TASK:
Shift every coordinate in the answers by adding 131 to it, and write out all the items below again in full, requests included.

DATA FOR PROCESSING:
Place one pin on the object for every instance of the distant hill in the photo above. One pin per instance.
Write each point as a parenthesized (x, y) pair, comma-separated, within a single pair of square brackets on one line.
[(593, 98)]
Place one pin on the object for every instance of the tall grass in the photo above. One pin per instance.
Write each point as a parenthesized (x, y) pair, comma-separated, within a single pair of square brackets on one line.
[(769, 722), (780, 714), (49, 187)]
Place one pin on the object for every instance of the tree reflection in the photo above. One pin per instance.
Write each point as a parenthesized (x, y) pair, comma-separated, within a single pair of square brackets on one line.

FINAL RESULT:
Place one pin on the object for every instance of the distant hill in the photo above. One pin per instance.
Write each point as a parenthesized (x, y) pair, comma-separated, within a single pair of square brackets on one line.
[(724, 229)]
Place one pin on the object for every instance of the tall grass in the photo above. One pin per instance.
Write each point as a parenthesized (x, y) pair, comma-separated, within a single pair of square brackets on one line.
[(900, 853), (911, 845), (180, 318)]
Place one pin on the object for every instance of the tree reflection in the photo above. One pin per instance.
Write each point as a parenthesized (x, y) pair, comma-separated, within a single pair of square brackets on one line.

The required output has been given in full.